JOB: Copy out exactly the lines from the one containing "The response should indicate, for every instance of the flat" to the end of the records below, both included, and nothing else.

STORED DATA:
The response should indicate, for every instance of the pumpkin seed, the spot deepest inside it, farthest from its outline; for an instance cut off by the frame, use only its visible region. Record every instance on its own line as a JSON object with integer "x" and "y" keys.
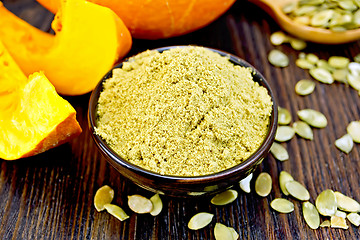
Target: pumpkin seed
{"x": 279, "y": 152}
{"x": 278, "y": 58}
{"x": 116, "y": 211}
{"x": 157, "y": 205}
{"x": 322, "y": 75}
{"x": 354, "y": 218}
{"x": 263, "y": 184}
{"x": 313, "y": 118}
{"x": 284, "y": 133}
{"x": 103, "y": 195}
{"x": 200, "y": 220}
{"x": 139, "y": 204}
{"x": 282, "y": 205}
{"x": 304, "y": 87}
{"x": 297, "y": 190}
{"x": 325, "y": 223}
{"x": 326, "y": 203}
{"x": 245, "y": 183}
{"x": 311, "y": 215}
{"x": 338, "y": 61}
{"x": 303, "y": 130}
{"x": 284, "y": 116}
{"x": 222, "y": 232}
{"x": 346, "y": 203}
{"x": 353, "y": 129}
{"x": 338, "y": 222}
{"x": 224, "y": 198}
{"x": 284, "y": 178}
{"x": 345, "y": 143}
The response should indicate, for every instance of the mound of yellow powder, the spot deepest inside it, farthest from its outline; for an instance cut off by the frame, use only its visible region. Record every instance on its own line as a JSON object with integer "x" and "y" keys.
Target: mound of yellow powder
{"x": 186, "y": 112}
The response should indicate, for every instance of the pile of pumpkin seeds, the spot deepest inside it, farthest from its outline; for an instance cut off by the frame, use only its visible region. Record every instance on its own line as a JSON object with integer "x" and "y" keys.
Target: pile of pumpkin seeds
{"x": 335, "y": 15}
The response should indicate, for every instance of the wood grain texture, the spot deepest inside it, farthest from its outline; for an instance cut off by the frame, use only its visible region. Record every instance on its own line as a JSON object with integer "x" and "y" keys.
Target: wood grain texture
{"x": 50, "y": 196}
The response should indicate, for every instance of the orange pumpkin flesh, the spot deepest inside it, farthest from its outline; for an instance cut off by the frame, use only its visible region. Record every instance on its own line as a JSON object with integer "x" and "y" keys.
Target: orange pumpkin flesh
{"x": 154, "y": 19}
{"x": 88, "y": 40}
{"x": 33, "y": 117}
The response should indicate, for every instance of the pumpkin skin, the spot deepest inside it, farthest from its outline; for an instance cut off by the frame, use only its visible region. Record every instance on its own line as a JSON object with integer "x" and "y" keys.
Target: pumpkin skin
{"x": 155, "y": 19}
{"x": 89, "y": 39}
{"x": 33, "y": 117}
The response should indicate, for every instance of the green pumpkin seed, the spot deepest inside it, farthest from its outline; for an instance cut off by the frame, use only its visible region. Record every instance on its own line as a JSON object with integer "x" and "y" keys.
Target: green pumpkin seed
{"x": 282, "y": 205}
{"x": 278, "y": 58}
{"x": 224, "y": 198}
{"x": 311, "y": 215}
{"x": 245, "y": 183}
{"x": 279, "y": 152}
{"x": 353, "y": 129}
{"x": 284, "y": 116}
{"x": 116, "y": 211}
{"x": 284, "y": 177}
{"x": 338, "y": 222}
{"x": 326, "y": 203}
{"x": 304, "y": 87}
{"x": 297, "y": 190}
{"x": 200, "y": 220}
{"x": 284, "y": 133}
{"x": 157, "y": 205}
{"x": 354, "y": 218}
{"x": 313, "y": 118}
{"x": 345, "y": 143}
{"x": 346, "y": 203}
{"x": 303, "y": 130}
{"x": 322, "y": 75}
{"x": 263, "y": 184}
{"x": 139, "y": 204}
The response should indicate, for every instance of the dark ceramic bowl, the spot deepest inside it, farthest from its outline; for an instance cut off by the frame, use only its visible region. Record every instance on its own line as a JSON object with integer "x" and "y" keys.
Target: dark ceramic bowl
{"x": 185, "y": 186}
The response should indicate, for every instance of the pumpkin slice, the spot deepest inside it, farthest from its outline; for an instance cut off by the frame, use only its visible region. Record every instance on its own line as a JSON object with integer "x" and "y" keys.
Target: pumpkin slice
{"x": 89, "y": 39}
{"x": 33, "y": 117}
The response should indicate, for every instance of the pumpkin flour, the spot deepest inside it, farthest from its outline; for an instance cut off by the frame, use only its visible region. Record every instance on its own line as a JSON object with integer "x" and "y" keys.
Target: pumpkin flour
{"x": 185, "y": 112}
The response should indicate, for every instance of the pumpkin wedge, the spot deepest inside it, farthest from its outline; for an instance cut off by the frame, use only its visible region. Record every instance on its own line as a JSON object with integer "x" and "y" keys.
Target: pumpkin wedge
{"x": 89, "y": 39}
{"x": 33, "y": 117}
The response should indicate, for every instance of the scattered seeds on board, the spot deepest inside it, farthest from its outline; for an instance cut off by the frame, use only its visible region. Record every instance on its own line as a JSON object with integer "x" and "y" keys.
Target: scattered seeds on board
{"x": 311, "y": 215}
{"x": 304, "y": 87}
{"x": 200, "y": 220}
{"x": 284, "y": 116}
{"x": 116, "y": 211}
{"x": 326, "y": 203}
{"x": 279, "y": 152}
{"x": 284, "y": 177}
{"x": 354, "y": 218}
{"x": 338, "y": 222}
{"x": 345, "y": 143}
{"x": 223, "y": 198}
{"x": 222, "y": 232}
{"x": 297, "y": 190}
{"x": 157, "y": 205}
{"x": 263, "y": 184}
{"x": 284, "y": 133}
{"x": 282, "y": 205}
{"x": 303, "y": 130}
{"x": 245, "y": 183}
{"x": 353, "y": 129}
{"x": 103, "y": 195}
{"x": 139, "y": 204}
{"x": 313, "y": 118}
{"x": 346, "y": 203}
{"x": 278, "y": 58}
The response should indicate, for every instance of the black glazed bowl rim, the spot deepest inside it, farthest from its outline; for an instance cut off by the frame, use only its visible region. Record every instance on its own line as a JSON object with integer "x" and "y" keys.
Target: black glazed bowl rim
{"x": 246, "y": 166}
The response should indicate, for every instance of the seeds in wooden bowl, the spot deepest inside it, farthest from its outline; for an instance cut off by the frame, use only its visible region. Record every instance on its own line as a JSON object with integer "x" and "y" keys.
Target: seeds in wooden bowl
{"x": 223, "y": 198}
{"x": 263, "y": 184}
{"x": 200, "y": 220}
{"x": 282, "y": 205}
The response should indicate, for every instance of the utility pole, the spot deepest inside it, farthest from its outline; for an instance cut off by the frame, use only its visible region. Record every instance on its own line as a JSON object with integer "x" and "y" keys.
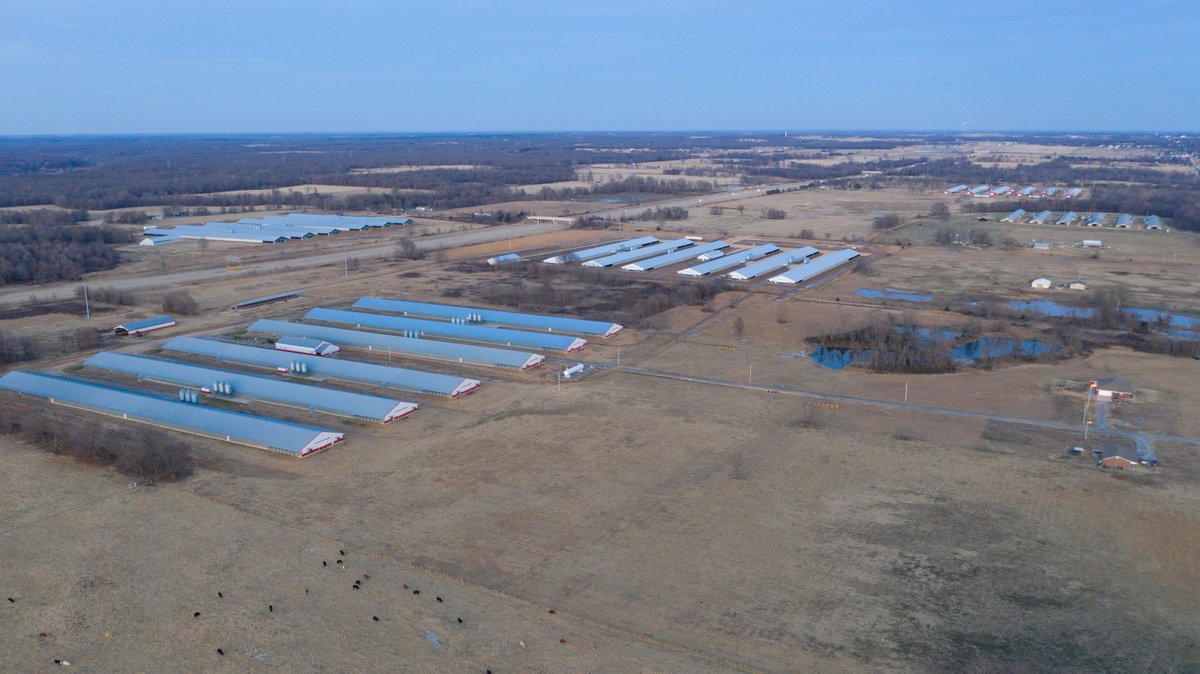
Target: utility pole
{"x": 1087, "y": 399}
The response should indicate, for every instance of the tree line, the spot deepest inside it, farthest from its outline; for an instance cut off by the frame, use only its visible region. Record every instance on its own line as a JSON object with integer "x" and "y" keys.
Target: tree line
{"x": 145, "y": 453}
{"x": 43, "y": 253}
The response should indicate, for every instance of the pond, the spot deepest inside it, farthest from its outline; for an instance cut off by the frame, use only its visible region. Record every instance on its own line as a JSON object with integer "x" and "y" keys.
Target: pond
{"x": 839, "y": 357}
{"x": 889, "y": 294}
{"x": 1048, "y": 307}
{"x": 999, "y": 348}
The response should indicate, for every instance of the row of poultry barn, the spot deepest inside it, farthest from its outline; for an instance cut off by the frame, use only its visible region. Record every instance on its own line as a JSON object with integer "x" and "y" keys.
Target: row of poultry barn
{"x": 300, "y": 365}
{"x": 1030, "y": 192}
{"x": 1123, "y": 221}
{"x": 719, "y": 258}
{"x": 269, "y": 229}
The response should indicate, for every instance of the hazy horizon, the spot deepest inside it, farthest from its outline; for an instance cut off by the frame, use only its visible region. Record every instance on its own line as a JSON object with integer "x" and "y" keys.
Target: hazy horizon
{"x": 466, "y": 66}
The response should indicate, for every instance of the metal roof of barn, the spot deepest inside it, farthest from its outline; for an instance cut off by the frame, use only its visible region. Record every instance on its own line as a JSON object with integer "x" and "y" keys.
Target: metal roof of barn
{"x": 667, "y": 259}
{"x": 549, "y": 323}
{"x": 269, "y": 229}
{"x": 339, "y": 221}
{"x": 267, "y": 299}
{"x": 300, "y": 342}
{"x": 395, "y": 343}
{"x": 312, "y": 398}
{"x": 815, "y": 266}
{"x": 636, "y": 254}
{"x": 454, "y": 330}
{"x": 601, "y": 251}
{"x": 197, "y": 232}
{"x": 231, "y": 426}
{"x": 730, "y": 260}
{"x": 383, "y": 375}
{"x": 772, "y": 263}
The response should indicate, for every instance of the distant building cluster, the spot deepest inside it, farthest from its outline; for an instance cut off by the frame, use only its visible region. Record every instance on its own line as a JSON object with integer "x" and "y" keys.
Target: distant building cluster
{"x": 1123, "y": 221}
{"x": 647, "y": 253}
{"x": 1030, "y": 192}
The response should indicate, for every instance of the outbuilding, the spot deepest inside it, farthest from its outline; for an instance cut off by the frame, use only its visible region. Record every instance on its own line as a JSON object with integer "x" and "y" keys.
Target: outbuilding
{"x": 1117, "y": 462}
{"x": 1113, "y": 387}
{"x": 144, "y": 325}
{"x": 507, "y": 258}
{"x": 306, "y": 345}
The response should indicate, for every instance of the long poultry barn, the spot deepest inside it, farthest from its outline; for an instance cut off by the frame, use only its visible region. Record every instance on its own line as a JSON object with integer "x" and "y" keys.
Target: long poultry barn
{"x": 814, "y": 268}
{"x": 451, "y": 312}
{"x": 453, "y": 330}
{"x": 397, "y": 344}
{"x": 239, "y": 385}
{"x": 383, "y": 375}
{"x": 600, "y": 251}
{"x": 234, "y": 427}
{"x": 667, "y": 259}
{"x": 730, "y": 260}
{"x": 617, "y": 259}
{"x": 136, "y": 328}
{"x": 767, "y": 265}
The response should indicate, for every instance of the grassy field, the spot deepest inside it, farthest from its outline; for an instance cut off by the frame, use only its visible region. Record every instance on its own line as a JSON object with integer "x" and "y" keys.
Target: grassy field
{"x": 634, "y": 523}
{"x": 670, "y": 527}
{"x": 829, "y": 214}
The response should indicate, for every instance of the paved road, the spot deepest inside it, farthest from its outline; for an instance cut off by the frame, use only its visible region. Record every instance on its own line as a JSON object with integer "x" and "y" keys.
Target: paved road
{"x": 373, "y": 250}
{"x": 1144, "y": 440}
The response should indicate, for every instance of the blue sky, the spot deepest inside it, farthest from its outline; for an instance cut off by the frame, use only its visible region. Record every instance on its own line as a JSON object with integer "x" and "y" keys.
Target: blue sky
{"x": 149, "y": 66}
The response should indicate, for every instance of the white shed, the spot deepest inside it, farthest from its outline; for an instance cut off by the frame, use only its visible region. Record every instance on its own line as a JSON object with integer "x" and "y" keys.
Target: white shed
{"x": 305, "y": 345}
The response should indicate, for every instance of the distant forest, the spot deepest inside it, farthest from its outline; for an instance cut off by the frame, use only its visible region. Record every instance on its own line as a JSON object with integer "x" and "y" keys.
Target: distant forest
{"x": 100, "y": 173}
{"x": 96, "y": 173}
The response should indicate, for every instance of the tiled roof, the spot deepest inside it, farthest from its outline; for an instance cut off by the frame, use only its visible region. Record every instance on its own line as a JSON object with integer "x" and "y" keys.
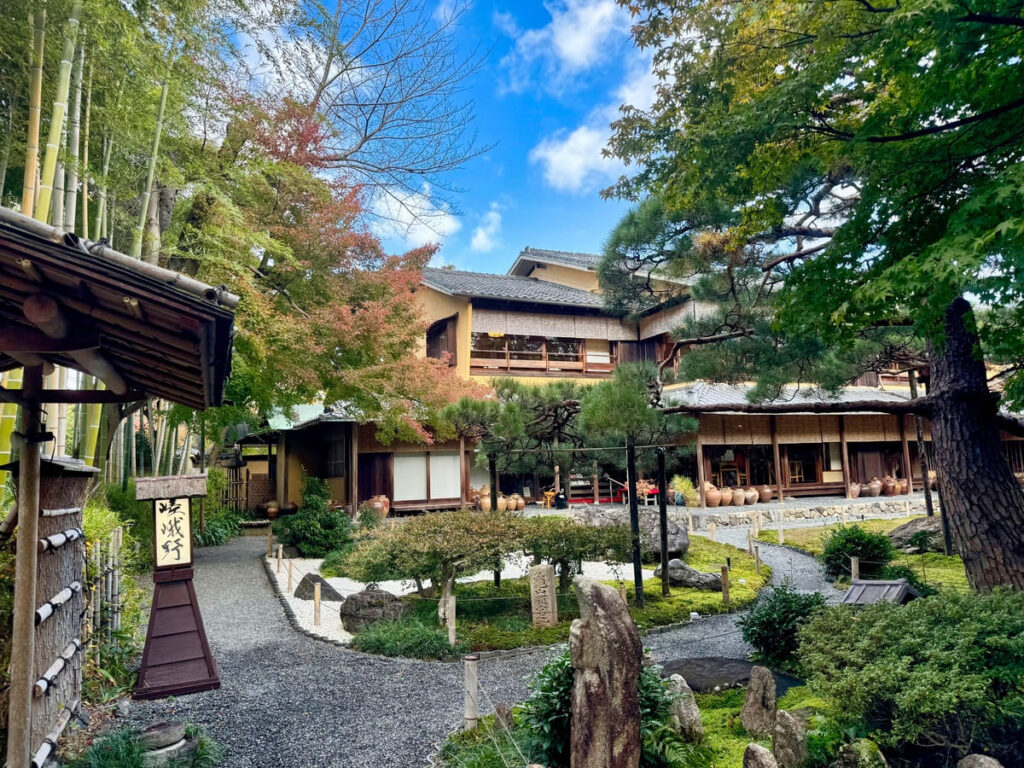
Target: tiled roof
{"x": 706, "y": 393}
{"x": 509, "y": 288}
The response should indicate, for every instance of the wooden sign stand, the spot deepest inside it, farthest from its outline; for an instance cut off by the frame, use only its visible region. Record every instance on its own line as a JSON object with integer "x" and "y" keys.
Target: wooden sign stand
{"x": 176, "y": 658}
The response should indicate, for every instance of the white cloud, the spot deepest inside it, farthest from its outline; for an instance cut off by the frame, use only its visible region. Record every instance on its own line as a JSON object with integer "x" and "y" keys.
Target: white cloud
{"x": 486, "y": 235}
{"x": 413, "y": 217}
{"x": 572, "y": 161}
{"x": 579, "y": 37}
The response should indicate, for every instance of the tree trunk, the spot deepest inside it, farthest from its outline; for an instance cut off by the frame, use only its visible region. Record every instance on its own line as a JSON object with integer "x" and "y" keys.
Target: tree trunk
{"x": 983, "y": 500}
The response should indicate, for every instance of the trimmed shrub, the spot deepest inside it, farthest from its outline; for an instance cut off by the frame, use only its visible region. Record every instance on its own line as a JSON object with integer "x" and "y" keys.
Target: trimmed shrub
{"x": 774, "y": 622}
{"x": 875, "y": 551}
{"x": 316, "y": 528}
{"x": 930, "y": 681}
{"x": 407, "y": 637}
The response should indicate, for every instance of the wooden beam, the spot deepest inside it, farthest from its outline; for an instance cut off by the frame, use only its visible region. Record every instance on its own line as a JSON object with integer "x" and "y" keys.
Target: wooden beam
{"x": 845, "y": 457}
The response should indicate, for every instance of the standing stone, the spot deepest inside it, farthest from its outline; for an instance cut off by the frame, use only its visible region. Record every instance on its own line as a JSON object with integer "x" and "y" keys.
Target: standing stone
{"x": 606, "y": 653}
{"x": 788, "y": 742}
{"x": 758, "y": 757}
{"x": 543, "y": 595}
{"x": 684, "y": 711}
{"x": 758, "y": 716}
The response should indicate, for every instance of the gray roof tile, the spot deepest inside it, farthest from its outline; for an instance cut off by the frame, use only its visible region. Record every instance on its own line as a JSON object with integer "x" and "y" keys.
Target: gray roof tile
{"x": 508, "y": 288}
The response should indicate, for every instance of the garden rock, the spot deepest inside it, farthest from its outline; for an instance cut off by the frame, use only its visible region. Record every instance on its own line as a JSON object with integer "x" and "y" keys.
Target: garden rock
{"x": 860, "y": 754}
{"x": 901, "y": 537}
{"x": 758, "y": 715}
{"x": 364, "y": 608}
{"x": 305, "y": 589}
{"x": 605, "y": 652}
{"x": 681, "y": 574}
{"x": 979, "y": 761}
{"x": 788, "y": 742}
{"x": 685, "y": 713}
{"x": 758, "y": 757}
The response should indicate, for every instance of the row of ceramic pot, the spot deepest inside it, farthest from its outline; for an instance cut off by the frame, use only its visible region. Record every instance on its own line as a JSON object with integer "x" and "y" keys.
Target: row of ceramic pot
{"x": 888, "y": 485}
{"x": 505, "y": 503}
{"x": 715, "y": 497}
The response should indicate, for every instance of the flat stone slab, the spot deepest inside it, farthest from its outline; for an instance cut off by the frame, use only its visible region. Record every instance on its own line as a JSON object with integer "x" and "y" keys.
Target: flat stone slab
{"x": 706, "y": 674}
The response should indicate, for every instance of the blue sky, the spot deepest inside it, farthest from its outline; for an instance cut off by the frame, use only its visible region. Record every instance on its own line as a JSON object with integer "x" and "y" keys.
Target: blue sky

OUTPUT FOR THIS EXERCISE:
The response should indicate, for every instance of the flat stone slab, the spot deepest inside it, farthest from its outline; for an instance cut off by the frame, use only its visible region. Record every instance on its own line as a JSON object with integer "x" and "y" keys.
Target: flat stone slab
{"x": 706, "y": 674}
The response should indicate, for every instance of the blue sky, the spot deepest inside it, farthest from its outline; for an instance cut off by the frame, use only its visible region. Record every instance on its own line as a JSON object with integer "x" and "y" keys.
Target: blue sky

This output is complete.